### EXTRACT PROVIDED

You are viewing the archived site for GLB 2021. To learn more on the latest edition of the workshop, click here.

Overview

Inspired by the conference tracks in the computer vision and natural language processing communities that are dedicated to establishing new benchmark datasets and tasks, we call for contributions that introduce novel ML tasks or novel graph-structured data which have the potential to (i) help understand the performance and limitations of graph representation models on diverse sets of problems and (ii) support benchmark evaluations for various models.

Our previous call for papers can be found here.

Schedule

All the time listed below are in Ljubljana time (Central European Summer Time, UTC+2). The workshop will start at Apr 16, 2021 3:00pm CEST.

Time (UTC+2)	Agenda
3:00-3:10pm	Opening remarks
3:10-3:30pm	Invited talk by Leman Akoglu (20 min): On Using Classification Datasets to Evaluate Graph Outlier Detection: Peculiar Observations and New Insights
3:30-4:00pm	Contributed talks (12 min + 3-min Q&A for each): - Reproducible Evaluations of Network Representation Learning Models Using EvalNE - Catastrophic Forgetting in Deep Graph Networks: an Introductory Benchmark for Graph Classification
4:00-4:05pm	Break (5 min)
4:05-4:40pm	Spotlight talks (11 x 3 min)
4:40-5:30pm	Interactive poster session & Break (50 min)
5:30-6:25pm	Panel discussion (55 min): Stephan Günnemann, Yizhou Sun, Jie Tang
6:25-6:30pm	Break (5 min)
6:30-7:10pm	Keynote by Jure Leskovec (40 min): Open Graph Benchmark Large-Scale Challenge
7:10-7:20pm	Closing remarks

Invited Speakers

Jure Leskovec

Stanford University

Open Graph Benchmark Large-Scale Challenge

We first present the Open Graph Benchmark (OGB), a diverse set of challenging and realistic benchmark datasets to facilitate scalable, robust, and reproducible graph machine learning (ML) research. OGB datasets are larger than existing graph benchmarks, encompass multiple important graph ML tasks, and cover a diverse range of domains. We then present OGB’s new initiative on a Large-Scale Challenge (OGB-LSC) at the KDD Cup 2021. OGB-LSC provides datasets that represent modern industrial-scale large graphs. We provide dedicated baseline experiments, scaling up expressive graph ML models to the massive datasets. We show that the expressive models significantly outperform simple scalable baselines, indicating an opportunity for dedicated efforts to further improve graph ML at scale.

### EXERCISES TO COMPLETE
**1.** Turn the paragraph in the GLB 2021 workshop page that begins "We first present the Open Graph Benchmark" into a short bulleted list that keeps its main facts.
**2.** Write the next part of the GLB 2021 workshop page, starting after its last sentence.

### SUPPLIED INFORMATION
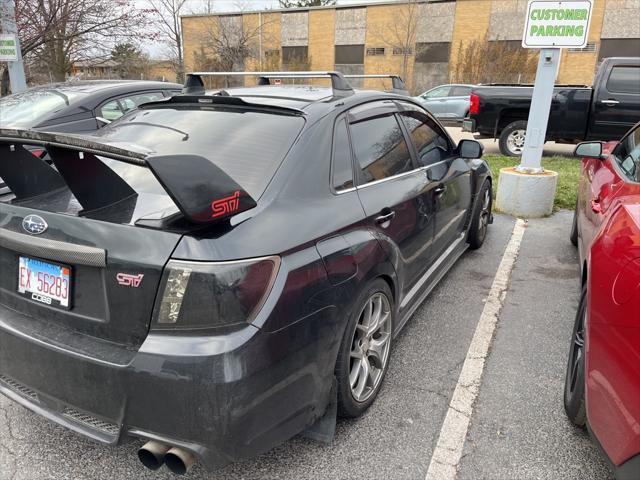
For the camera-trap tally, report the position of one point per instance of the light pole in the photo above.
(9, 28)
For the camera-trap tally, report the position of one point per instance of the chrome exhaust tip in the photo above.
(152, 454)
(179, 461)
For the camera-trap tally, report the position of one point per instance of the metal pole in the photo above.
(539, 113)
(16, 69)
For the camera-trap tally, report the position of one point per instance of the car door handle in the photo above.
(387, 217)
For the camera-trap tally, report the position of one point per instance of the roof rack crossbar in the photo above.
(398, 85)
(194, 84)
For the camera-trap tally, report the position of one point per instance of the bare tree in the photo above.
(305, 3)
(400, 34)
(168, 15)
(502, 62)
(227, 43)
(54, 33)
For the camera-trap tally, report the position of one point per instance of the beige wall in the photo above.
(473, 20)
(380, 33)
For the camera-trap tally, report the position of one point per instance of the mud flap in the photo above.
(325, 427)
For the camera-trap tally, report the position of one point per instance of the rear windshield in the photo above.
(27, 109)
(247, 145)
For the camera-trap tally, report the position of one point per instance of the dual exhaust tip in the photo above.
(154, 454)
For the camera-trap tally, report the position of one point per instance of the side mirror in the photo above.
(470, 149)
(589, 149)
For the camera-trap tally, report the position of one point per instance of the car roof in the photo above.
(95, 86)
(313, 100)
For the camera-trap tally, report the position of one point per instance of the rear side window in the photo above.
(342, 165)
(459, 91)
(247, 145)
(624, 80)
(431, 146)
(380, 148)
(627, 154)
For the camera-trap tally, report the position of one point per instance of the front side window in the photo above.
(627, 155)
(431, 145)
(133, 101)
(31, 107)
(380, 148)
(342, 165)
(624, 80)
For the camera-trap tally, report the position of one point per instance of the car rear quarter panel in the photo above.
(613, 333)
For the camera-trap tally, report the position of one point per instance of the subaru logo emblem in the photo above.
(34, 224)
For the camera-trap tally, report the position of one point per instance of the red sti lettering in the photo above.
(226, 205)
(127, 280)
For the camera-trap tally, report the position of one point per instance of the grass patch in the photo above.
(568, 175)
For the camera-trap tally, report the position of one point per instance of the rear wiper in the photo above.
(184, 139)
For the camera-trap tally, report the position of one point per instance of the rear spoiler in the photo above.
(202, 191)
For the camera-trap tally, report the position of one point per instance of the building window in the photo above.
(433, 52)
(349, 54)
(402, 51)
(375, 51)
(295, 55)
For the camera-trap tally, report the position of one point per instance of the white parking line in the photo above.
(448, 451)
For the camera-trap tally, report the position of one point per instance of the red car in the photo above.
(602, 387)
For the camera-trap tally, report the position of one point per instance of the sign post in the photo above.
(10, 46)
(550, 26)
(528, 191)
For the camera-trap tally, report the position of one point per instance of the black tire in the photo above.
(348, 405)
(573, 236)
(512, 128)
(574, 384)
(480, 217)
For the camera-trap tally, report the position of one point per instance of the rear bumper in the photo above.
(223, 398)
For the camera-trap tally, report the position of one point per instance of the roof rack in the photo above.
(194, 84)
(397, 84)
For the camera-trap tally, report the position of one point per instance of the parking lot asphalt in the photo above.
(518, 430)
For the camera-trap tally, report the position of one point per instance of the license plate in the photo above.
(44, 282)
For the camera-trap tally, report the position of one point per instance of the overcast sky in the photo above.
(156, 50)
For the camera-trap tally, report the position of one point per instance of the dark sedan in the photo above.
(78, 107)
(221, 271)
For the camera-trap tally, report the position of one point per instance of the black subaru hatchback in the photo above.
(216, 273)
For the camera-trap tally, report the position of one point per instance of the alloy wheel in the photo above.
(370, 347)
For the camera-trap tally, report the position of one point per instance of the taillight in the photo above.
(474, 104)
(201, 295)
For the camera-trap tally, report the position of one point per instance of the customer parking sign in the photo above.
(553, 24)
(8, 48)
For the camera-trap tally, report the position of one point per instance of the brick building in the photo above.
(371, 38)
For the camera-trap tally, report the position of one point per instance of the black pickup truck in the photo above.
(602, 112)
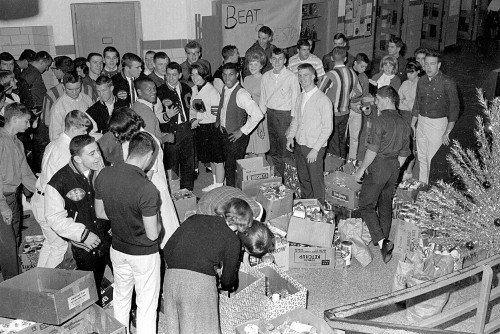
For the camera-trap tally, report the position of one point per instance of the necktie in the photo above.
(178, 104)
(132, 92)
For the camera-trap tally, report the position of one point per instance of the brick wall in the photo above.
(38, 38)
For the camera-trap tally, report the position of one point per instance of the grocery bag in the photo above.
(352, 230)
(431, 303)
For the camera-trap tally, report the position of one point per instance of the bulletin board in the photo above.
(355, 18)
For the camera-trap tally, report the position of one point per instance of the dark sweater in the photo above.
(100, 114)
(78, 195)
(128, 195)
(201, 243)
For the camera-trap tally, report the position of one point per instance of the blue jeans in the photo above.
(375, 199)
(10, 237)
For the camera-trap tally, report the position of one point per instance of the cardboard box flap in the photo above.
(339, 178)
(308, 232)
(252, 164)
(276, 283)
(50, 296)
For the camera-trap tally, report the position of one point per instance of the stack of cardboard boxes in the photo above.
(304, 239)
(53, 301)
(252, 173)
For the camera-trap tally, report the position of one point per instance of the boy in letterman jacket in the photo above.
(70, 212)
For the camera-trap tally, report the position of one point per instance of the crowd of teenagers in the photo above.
(95, 154)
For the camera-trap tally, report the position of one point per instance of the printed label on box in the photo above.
(340, 196)
(261, 176)
(317, 255)
(78, 299)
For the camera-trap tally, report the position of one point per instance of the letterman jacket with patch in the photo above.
(69, 206)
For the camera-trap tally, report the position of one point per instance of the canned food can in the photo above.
(346, 251)
(424, 240)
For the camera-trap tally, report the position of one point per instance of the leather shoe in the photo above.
(386, 250)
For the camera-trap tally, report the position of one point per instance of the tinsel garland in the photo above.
(466, 215)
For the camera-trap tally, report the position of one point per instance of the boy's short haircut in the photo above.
(257, 239)
(77, 144)
(193, 45)
(110, 49)
(279, 51)
(228, 51)
(77, 119)
(93, 54)
(161, 55)
(104, 79)
(361, 57)
(389, 60)
(174, 66)
(141, 144)
(28, 55)
(339, 53)
(15, 109)
(433, 54)
(257, 55)
(64, 63)
(266, 30)
(43, 56)
(303, 42)
(71, 77)
(129, 58)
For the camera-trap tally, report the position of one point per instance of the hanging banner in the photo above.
(241, 22)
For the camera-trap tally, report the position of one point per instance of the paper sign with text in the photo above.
(241, 22)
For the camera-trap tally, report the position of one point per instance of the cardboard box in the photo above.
(278, 282)
(300, 315)
(184, 202)
(252, 169)
(311, 257)
(288, 256)
(308, 232)
(92, 320)
(29, 252)
(50, 296)
(342, 189)
(245, 303)
(275, 207)
(333, 163)
(252, 188)
(405, 235)
(291, 178)
(174, 185)
(107, 293)
(407, 195)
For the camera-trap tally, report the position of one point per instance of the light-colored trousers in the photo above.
(429, 134)
(54, 247)
(355, 122)
(143, 272)
(191, 302)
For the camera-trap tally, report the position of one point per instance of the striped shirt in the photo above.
(341, 85)
(295, 61)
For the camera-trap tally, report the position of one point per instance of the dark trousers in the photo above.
(180, 156)
(10, 237)
(95, 260)
(376, 194)
(337, 143)
(278, 122)
(312, 181)
(233, 151)
(40, 141)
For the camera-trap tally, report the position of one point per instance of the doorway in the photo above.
(102, 24)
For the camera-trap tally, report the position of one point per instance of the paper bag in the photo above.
(431, 303)
(352, 229)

### ANSWER SECTION
**1.**
- The Open Graph Benchmark (OGB) is a diverse set of challenging, realistic benchmark datasets meant to support scalable, robust, and reproducible graph ML research.
- OGB datasets are larger than existing graph benchmarks, cover multiple important graph ML tasks, and span a diverse range of domains.
- OGB's new initiative is a Large-Scale Challenge (OGB-LSC) at the KDD Cup 2021, with datasets representing modern industrial-scale large graphs.
- Dedicated baseline experiments scale expressive graph ML models up to these massive datasets.
- The expressive models significantly outperform simple scalable baselines, showing room for dedicated efforts to improve graph ML at scale.

**2.**
Leman Akoglu

Carnegie Mellon University

On Using Classification Datasets to Evaluate Graph Outlier Detection: Peculiar Observations and New Insights

Abstract: It is common practice of the outlier mining community to repurpose classification datasets toward evaluating various detection models. To that end, often a binary classification dataset is used, where samples from (typically, the larger) one of the classes are designated as the ‘inlier’ samples, and the other class is substantially down-sampled to create the (ground-truth) ‘outlier’ samples. In this study, we identify an intriguing issue with repurposing graph classification datasets for graph outlier detection in this manner. Surprisingly, the detection performance of outlier models depends significantly on which class is down-sampled; put differently, accuracy often “flips” from high to low depending on which of the classes is down-sampled to represent the outlier samples. The problem is notably exacerbated particularly for a certain family of propagation based outlier detection models. Through careful analysis, we show that this issue mainly stems from disparate within-class sample similarity – which is amplified by various propagation based models – that impacts key characteristics of inlier/outlier distributions and indirectly, the difficulty of the outlier detection task and hence performance outcomes. With this study, we aim to draw attention to this (to our knowledge) previously-unnoticed issue, as it has implications for fair and effective evaluation of detection models, and hope that it will motivate the design of better evaluation benchmarks for outlier detection. Finally, we discuss the possibly overarching implications of using propagation based models on datasets with disparate within-class sample similarity beyond outlier detection, specifically for graph classification and graph-level clustering tasks.

Panelists

Stephan Günnemann
Technical University of Munich

Yizhou Sun
University of California, Los Angeles

Jie Tang
Tsinghua University

Accepted Papers

Twitch Gamers: a Dataset for Evaluating Proximity Preserving and Structural Role-based Node Embeddings

Benedek A Rozemberczki (The University of Edinburgh); Rik Sarkar (The University of Edinburgh)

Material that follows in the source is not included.